__Goal__: Copy out all of the material exactly.

__Dataset records__:
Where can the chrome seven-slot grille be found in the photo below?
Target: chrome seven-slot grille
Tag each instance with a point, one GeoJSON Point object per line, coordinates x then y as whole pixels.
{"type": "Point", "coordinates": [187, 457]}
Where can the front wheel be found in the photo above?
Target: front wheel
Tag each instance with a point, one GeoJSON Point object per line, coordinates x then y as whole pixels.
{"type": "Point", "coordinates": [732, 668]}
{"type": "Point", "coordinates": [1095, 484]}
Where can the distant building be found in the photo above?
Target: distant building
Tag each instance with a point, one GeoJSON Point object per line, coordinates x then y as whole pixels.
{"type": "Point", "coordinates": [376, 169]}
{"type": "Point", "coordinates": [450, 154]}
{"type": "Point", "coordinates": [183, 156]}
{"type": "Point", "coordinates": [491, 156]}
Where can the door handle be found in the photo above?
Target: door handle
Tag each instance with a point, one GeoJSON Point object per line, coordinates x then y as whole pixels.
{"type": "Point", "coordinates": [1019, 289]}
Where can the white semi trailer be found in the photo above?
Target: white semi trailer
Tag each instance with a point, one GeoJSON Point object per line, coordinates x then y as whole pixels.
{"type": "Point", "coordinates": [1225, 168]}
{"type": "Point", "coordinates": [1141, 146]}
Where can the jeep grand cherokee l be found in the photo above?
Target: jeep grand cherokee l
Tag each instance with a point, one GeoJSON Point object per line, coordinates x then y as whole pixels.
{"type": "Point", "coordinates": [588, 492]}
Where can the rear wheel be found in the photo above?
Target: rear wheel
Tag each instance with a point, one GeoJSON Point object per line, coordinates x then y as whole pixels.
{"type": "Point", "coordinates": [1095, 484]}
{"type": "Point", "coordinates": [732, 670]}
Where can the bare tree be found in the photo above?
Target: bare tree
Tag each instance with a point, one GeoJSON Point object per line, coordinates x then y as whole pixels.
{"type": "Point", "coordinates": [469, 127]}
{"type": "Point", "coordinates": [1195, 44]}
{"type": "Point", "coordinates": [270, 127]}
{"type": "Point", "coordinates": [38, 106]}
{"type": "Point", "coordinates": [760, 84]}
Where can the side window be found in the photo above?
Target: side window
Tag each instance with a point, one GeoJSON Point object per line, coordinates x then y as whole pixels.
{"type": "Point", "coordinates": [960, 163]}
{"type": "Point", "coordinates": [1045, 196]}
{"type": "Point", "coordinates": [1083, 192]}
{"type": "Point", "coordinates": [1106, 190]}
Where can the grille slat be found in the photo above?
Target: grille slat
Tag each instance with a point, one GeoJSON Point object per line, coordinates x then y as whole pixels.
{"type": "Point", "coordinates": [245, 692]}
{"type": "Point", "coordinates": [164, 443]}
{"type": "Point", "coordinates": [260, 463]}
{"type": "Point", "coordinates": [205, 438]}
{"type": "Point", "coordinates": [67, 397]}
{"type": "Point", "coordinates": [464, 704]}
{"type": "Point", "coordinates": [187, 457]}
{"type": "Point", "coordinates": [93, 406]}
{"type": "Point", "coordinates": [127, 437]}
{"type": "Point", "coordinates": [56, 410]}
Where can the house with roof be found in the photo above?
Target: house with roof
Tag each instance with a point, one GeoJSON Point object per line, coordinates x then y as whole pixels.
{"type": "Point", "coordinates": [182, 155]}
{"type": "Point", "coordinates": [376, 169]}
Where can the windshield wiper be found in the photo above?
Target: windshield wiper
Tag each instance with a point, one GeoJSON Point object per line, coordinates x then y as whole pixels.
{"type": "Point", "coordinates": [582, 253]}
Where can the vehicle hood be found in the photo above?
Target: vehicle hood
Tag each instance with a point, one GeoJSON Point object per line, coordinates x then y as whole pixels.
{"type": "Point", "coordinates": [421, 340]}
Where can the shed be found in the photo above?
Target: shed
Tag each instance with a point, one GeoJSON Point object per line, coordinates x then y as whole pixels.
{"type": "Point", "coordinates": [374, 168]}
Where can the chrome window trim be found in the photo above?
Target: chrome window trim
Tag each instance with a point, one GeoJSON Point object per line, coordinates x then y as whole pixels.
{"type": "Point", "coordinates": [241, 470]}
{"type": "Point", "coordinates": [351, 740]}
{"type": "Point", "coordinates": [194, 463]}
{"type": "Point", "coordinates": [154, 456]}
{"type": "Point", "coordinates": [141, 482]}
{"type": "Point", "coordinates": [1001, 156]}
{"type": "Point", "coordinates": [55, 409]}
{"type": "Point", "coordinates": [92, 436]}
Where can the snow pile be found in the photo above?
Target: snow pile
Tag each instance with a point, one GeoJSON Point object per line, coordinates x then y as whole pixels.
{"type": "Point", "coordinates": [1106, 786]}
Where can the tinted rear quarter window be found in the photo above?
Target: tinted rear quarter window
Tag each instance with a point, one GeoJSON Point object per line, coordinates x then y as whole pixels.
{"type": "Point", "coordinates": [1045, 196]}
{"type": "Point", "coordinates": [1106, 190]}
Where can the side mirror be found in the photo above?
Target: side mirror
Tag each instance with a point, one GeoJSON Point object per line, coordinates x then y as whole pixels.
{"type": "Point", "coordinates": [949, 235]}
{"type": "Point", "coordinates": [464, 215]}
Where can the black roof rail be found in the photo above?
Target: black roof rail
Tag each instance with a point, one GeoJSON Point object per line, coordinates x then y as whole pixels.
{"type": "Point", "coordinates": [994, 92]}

__Final result__:
Where can the chrome seven-slot grille be found in the photo below?
Target: chrome seven-slot grille
Tag each instance with a point, one GeoJSON Point object per line, coordinates x then y as whole pixels.
{"type": "Point", "coordinates": [187, 457]}
Where can the front wheel be found in the photo above?
Target: front wheel
Tag each instance with a point, one GeoJSON Point object per line, coordinates x then y as whole pixels.
{"type": "Point", "coordinates": [732, 668]}
{"type": "Point", "coordinates": [1095, 484]}
Where can the distant building be found in the photo above?
Target: distant building
Tag each instance with a point, one GeoJSON Point object per line, coordinates x then y as whole pixels.
{"type": "Point", "coordinates": [376, 169]}
{"type": "Point", "coordinates": [450, 154]}
{"type": "Point", "coordinates": [183, 156]}
{"type": "Point", "coordinates": [491, 156]}
Where can the door handle be found in the photo above?
Target: door handle
Tag each instance with a point, one GeoJSON Point object per line, coordinates x then y as whole pixels.
{"type": "Point", "coordinates": [1019, 289]}
Where can the white semi trailer be found in the photo above?
Target: white semi trailer
Tag each instance with a point, one GeoJSON Point object per line, coordinates x then y as whole pixels.
{"type": "Point", "coordinates": [1225, 168]}
{"type": "Point", "coordinates": [1141, 146]}
Where can the jeep grand cherokee l be found in the photo above?
Target: jeep grand cherokee l
Tag each instance with a point, one GeoJSON Point object per line, coordinates x then y as whole pixels.
{"type": "Point", "coordinates": [588, 492]}
Where can the rear wheel be found in the photo above?
Target: rear wheel
Tag each instance with a point, one GeoJSON Point object per line, coordinates x then y as whole pixels.
{"type": "Point", "coordinates": [1095, 484]}
{"type": "Point", "coordinates": [732, 670]}
Where can the bare tree be found in the photo above?
Target: bare tree
Tag each instance with a point, one GeoJSON Point object per line, coordinates x then y as whole pixels.
{"type": "Point", "coordinates": [469, 127]}
{"type": "Point", "coordinates": [1195, 44]}
{"type": "Point", "coordinates": [270, 127]}
{"type": "Point", "coordinates": [38, 106]}
{"type": "Point", "coordinates": [760, 84]}
Where can the side window be found in the photo above?
Target: side window
Tag each instance with a point, one GeoJSON Point object per line, coordinates x then y as whole pixels.
{"type": "Point", "coordinates": [960, 163]}
{"type": "Point", "coordinates": [1045, 196]}
{"type": "Point", "coordinates": [1083, 192]}
{"type": "Point", "coordinates": [1106, 190]}
Where can the grille slat be found in the photo above?
Target: grille slat
Tag each instance with a point, one GeoJSON Point object per line, coordinates x then y as whole pixels.
{"type": "Point", "coordinates": [245, 692]}
{"type": "Point", "coordinates": [164, 443]}
{"type": "Point", "coordinates": [260, 463]}
{"type": "Point", "coordinates": [205, 438]}
{"type": "Point", "coordinates": [67, 397]}
{"type": "Point", "coordinates": [464, 704]}
{"type": "Point", "coordinates": [187, 457]}
{"type": "Point", "coordinates": [93, 406]}
{"type": "Point", "coordinates": [127, 437]}
{"type": "Point", "coordinates": [56, 410]}
Where can the house with roof be found in the photo above?
Target: house with roof
Tag each instance with a point, one GeoJSON Point object per line, coordinates x then y as whole pixels.
{"type": "Point", "coordinates": [182, 155]}
{"type": "Point", "coordinates": [376, 169]}
Where can the windshield wiper be found in the photo above?
Target: windshield wiper
Tag each instance with a point, one GeoJSON Point object per line, coordinates x then y as whole pixels.
{"type": "Point", "coordinates": [582, 253]}
Where can the vehicle hood be found in the photo above?
Target: vehicle hood
Tag each instance with a point, one GeoJSON Point object per line, coordinates x then y as whole pixels.
{"type": "Point", "coordinates": [421, 340]}
Where can the shed be found in the photo above?
Target: shed
Tag each instance with a point, one GeoJSON Point object per line, coordinates x then y as whole pixels.
{"type": "Point", "coordinates": [374, 168]}
Where can the chrome window trim be found in the photo above?
Target: chrome window trim
Tag each instance with a point, one GeoJSON Point object per line, coordinates x then y as whole pixels.
{"type": "Point", "coordinates": [241, 470]}
{"type": "Point", "coordinates": [351, 740]}
{"type": "Point", "coordinates": [194, 463]}
{"type": "Point", "coordinates": [154, 456]}
{"type": "Point", "coordinates": [141, 482]}
{"type": "Point", "coordinates": [1001, 156]}
{"type": "Point", "coordinates": [55, 409]}
{"type": "Point", "coordinates": [92, 436]}
Where can the snow pile be found in the photo above?
Target: snow pile
Tag each instance with a point, one GeoJSON Point object per line, coordinates x then y as whole pixels.
{"type": "Point", "coordinates": [1106, 786]}
Where can the tinted rear quarter window be found in the photo above?
Target: tinted rear quarter window
Tag each instance with a point, one GeoJSON Point object per line, coordinates x then y as whole pixels.
{"type": "Point", "coordinates": [1045, 196]}
{"type": "Point", "coordinates": [1106, 190]}
Where can the side mirror be found in the photo above?
Target: side mirror
Tag each instance with a point, one GeoJSON Point object per line, coordinates x then y as whole pixels.
{"type": "Point", "coordinates": [949, 235]}
{"type": "Point", "coordinates": [464, 215]}
Where can the black roof rail be found in the photo above?
Target: black roof rail
Tag each instance with a point, one GeoJSON Point object per line, coordinates x then y as whole pixels.
{"type": "Point", "coordinates": [994, 92]}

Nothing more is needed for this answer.